South Bend Data Center — primary data center.

Largest Sites

Warsaw West campus
Warsaw North campus

Largest sites run one server cluster per production building (each larger production building gets its own dedicated cluster of equipment servers).

Other Integrated Sites

Shannon
Galway
TMT
Ponce

Other integrated sites run a single server cluster covering the whole site.

Not Yet Integrated

A number of smaller sites globally are not yet integrated into the current SCADA system. Known examples include:
- Berlin
- Winterthur
- Jacksonville
- …others — see note on volatility below.
Characteristic: these tend to be smaller footprint sites distributed across multiple regions (EU, US, etc.), likely requiring a lighter-weight onboarding pattern than the large Warsaw campuses.
Volatility note: the list of smaller sites is expected to change — sites may be added, removed, reprioritized, or handled by adjacent programs. This file deliberately does not dive into per-site detail (equipment, PLC vendors, network topology, etc.) for the smaller sites because that detail would go stale quickly. Rely on the named examples as illustrative rather than authoritative until a firm enterprise-wide site list is established.

Systems & Interfaces

SCADA — Split Stack

SCADA responsibilities are split across two platforms by purpose:

Aveva System Platform — used for validated data collection (regulated/compliance-grade data).
Ignition SCADA — used for KPI monitoring and reporting.

Aveva System Platform

Role: validated data collection (see SCADA split above).
Primary cluster: hosted in the South Bend Data Center.
Site clusters: each smaller site runs its own site-level application server cluster on Aveva System Platform.
Version: Aveva System Platform 2023 R2 across the estate. TBD — whether every cluster is actually at 2023 R2 (confirm no version skew between primary and site clusters) and the patch/update level within 2023 R2.
Galaxy structure: federation is handled entirely through Global Galaxy — that is the structural shape of the System Platform estate. Individual site galaxies and the primary cluster galaxy are tied together via Global Galaxy rather than a separate enterprise-galaxy layer on top. TBD — exact count of underlying galaxies, naming, and which objects live where in the federation.
Inter-cluster communication: clusters talk to each other via this Global Galaxy federation.
Redundancy model: hot-warm pairs — Aveva System Platform's standard AppEngine redundancy pattern. Each engine runs a hot primary with a warm standby partner; the warm partner takes over on primary failure. Applies across both the primary cluster in South Bend and the site-level application server clusters. TBD — which engines specifically run as redundant pairs (not every engine in a galaxy typically does), failover drill cadence, and how redundancy interacts with Global Galaxy federation during a failover.
Web API interface: a Web API runs on the primary cluster (South Bend), serving as the enterprise-level integration entry point. It currently exposes two integration interfaces:
- Delmia DNC — interface for DNC (file/program distribution) integration.
- Camstar MES — interface for MES integration.

**Exercise task 1**
Please count the lines of the rows below that contain the string "roof", treating case as significant, and give only the number.

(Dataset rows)
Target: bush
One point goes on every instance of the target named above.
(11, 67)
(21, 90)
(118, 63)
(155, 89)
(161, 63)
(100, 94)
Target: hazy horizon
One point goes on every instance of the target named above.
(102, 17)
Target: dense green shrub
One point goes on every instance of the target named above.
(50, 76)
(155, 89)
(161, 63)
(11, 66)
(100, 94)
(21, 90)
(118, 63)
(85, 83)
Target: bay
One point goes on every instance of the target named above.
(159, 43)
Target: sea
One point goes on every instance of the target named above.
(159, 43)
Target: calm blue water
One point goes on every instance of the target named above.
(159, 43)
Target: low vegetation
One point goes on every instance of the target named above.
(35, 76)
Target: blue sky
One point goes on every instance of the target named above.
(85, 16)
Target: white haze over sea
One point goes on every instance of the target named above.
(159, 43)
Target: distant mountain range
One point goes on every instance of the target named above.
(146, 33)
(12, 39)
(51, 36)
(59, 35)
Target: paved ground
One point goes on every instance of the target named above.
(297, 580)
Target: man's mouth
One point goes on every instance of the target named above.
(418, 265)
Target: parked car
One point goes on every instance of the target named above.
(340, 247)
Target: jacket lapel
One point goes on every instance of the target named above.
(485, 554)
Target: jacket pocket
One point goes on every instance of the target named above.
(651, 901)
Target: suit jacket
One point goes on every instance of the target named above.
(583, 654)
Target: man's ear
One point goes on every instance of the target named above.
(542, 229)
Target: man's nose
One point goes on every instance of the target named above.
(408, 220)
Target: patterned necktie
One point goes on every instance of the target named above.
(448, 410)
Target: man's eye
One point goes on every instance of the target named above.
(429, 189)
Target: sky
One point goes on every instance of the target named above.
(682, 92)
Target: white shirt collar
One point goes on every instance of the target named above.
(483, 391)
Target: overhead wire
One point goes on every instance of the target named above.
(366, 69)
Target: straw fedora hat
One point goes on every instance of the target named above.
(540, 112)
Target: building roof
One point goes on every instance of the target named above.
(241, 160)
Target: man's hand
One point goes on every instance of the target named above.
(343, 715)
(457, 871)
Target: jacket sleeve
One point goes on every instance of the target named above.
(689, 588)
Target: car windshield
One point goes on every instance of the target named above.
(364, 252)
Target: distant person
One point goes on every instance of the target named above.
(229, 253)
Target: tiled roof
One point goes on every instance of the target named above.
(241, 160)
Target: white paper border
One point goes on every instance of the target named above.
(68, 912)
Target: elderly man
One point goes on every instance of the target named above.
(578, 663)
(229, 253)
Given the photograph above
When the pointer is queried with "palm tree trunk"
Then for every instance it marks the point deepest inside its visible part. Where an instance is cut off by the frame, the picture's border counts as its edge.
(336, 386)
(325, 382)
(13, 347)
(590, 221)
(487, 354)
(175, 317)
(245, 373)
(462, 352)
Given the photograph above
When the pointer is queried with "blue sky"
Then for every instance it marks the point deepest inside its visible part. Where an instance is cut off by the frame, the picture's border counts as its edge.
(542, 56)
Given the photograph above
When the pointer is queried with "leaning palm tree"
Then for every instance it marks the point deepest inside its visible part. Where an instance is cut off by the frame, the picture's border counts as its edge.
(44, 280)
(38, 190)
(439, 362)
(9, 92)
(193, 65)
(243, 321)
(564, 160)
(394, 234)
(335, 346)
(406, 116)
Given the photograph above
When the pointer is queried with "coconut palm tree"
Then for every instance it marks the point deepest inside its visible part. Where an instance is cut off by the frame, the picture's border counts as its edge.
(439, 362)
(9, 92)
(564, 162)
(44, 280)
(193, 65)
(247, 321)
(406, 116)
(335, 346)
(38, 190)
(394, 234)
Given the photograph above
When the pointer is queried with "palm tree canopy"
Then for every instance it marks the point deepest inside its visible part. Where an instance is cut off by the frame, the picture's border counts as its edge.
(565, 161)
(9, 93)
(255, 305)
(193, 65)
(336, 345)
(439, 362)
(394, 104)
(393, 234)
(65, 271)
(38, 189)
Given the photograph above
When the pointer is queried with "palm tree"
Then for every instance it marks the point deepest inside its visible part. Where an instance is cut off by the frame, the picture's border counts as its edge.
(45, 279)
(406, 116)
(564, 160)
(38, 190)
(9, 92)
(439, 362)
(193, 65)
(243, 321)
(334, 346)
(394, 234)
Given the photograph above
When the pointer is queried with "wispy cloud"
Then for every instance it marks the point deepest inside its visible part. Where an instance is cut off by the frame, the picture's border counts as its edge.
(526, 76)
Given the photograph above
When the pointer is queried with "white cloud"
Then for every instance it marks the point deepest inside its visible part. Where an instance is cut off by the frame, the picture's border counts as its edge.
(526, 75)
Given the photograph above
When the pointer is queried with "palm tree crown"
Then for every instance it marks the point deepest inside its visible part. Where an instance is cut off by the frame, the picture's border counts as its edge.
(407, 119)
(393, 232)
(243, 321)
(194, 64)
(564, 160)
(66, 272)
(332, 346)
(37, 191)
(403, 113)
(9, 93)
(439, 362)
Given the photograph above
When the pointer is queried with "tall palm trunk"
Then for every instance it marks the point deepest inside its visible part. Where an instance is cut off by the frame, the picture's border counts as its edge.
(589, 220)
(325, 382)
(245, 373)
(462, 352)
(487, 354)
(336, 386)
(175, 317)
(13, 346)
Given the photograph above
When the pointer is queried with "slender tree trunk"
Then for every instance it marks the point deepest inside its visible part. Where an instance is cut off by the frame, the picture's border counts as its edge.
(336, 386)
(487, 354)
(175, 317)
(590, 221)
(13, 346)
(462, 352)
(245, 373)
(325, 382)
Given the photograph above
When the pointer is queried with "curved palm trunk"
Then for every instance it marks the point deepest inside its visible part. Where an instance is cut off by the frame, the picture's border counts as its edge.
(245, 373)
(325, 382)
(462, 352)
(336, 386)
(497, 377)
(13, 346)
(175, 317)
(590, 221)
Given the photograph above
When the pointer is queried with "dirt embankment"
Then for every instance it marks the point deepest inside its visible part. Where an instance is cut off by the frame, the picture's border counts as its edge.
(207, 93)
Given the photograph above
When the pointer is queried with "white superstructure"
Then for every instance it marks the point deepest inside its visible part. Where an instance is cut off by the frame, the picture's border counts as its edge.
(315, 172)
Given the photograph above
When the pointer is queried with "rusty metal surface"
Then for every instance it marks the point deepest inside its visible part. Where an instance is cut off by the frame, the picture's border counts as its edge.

**Exercise task 2**
In the SCADA site overview, what is Ignition SCADA used for?

**Exercise response 1**
2

**Exercise response 2**
KPI monitoring and reporting.